**Ziel der Aufgabe:** Gib die folgenden Daten vollständig und Zeichen für Zeichen unverändert wieder.

**Auszug aus dem Datensatz:**
--------

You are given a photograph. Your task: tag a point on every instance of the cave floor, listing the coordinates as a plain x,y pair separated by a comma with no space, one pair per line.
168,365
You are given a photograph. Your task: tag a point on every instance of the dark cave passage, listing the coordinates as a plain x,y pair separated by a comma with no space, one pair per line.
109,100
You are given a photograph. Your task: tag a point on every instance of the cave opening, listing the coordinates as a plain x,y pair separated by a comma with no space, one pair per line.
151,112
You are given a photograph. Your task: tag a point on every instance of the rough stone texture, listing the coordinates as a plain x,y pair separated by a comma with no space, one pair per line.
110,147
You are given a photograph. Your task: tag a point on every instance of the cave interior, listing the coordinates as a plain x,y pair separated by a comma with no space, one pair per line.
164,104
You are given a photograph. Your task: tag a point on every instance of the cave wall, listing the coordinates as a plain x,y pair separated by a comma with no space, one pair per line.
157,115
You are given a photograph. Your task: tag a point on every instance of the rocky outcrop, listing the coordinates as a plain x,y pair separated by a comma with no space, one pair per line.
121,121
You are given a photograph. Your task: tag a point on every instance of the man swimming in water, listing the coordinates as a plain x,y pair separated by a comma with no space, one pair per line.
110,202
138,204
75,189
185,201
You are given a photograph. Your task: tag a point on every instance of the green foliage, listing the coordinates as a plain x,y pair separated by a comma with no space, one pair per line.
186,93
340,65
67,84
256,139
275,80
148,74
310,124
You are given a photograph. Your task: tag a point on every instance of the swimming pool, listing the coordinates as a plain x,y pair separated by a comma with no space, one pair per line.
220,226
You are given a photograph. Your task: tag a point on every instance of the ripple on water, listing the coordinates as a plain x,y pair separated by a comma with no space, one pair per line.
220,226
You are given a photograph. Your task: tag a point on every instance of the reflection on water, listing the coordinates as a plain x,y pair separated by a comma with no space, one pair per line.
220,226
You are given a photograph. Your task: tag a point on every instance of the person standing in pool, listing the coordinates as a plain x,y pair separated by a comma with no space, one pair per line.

--------

**Erwartete Ausgabe:**
You are given a photograph. Your task: tag a point on every instance of the cave floor, listing the coordinates as a plain x,y pair separated by a comma with no space, one pair per line.
168,365
You are given a photograph. Your task: tag a point on every instance of the dark cave passage, listing the coordinates as a plain x,y pair separated by a comma with no space, one pair per line.
109,100
You are given a photograph. Your task: tag a point on every instance of the cave opening, listing the coordinates as a plain x,y pair separated by a comma with no space, one pair per line.
151,112
You are given a photograph. Your task: tag a point on every instance of the rough stone texture, listing the coordinates as a plain x,y pair separated by a comma with no space, one pair per line.
110,147
You are given a photograph. Your task: tag a point on every instance of the cave interior, listing the coordinates as a plain x,y pair separated by a comma with no space, one pair per line.
164,104
You are given a photograph. Your task: tag a point on every instance of the cave wall, listing the coordinates as a plain x,y pair separated by a comma with no space, one pair per line.
157,115
You are given a photograph. Your task: tag a point on every instance of the rocky outcrop, listing the coordinates as a plain x,y pair separated by a comma with no space, one pair per line.
121,121
You are given a photograph. Your task: tag a point on every instance of the man swimming in water, listing the coordinates as a plain x,y pair separated by a comma with no space, one pair per line.
110,202
138,204
75,189
185,201
You are given a photograph. Your task: tag a point on every instance of the green foliage, listing the coordinates as a plain x,y pair separated by a comma with no space, one pair per line.
186,93
340,65
67,84
256,139
275,80
148,74
310,124
You are given a photograph. Your task: tag a point on every instance of the swimming pool, listing the coordinates as a plain x,y pair separated by a comma with no space, one pair per line.
220,226
You are given a photograph. Your task: tag a point on every instance of the ripple on water, listing the coordinates as a plain x,y pair separated by a comma with no space, one pair per line.
220,226
You are given a photograph. Your task: tag a point on every instance of the reflection on water, listing the coordinates as a plain x,y pair separated by a comma with no space, one pair per line.
220,226
You are given a photograph. Your task: tag a point on every instance of the person standing in pool, listing the coordinates as a plain x,y pair separated by a comma with no space, one pair per line.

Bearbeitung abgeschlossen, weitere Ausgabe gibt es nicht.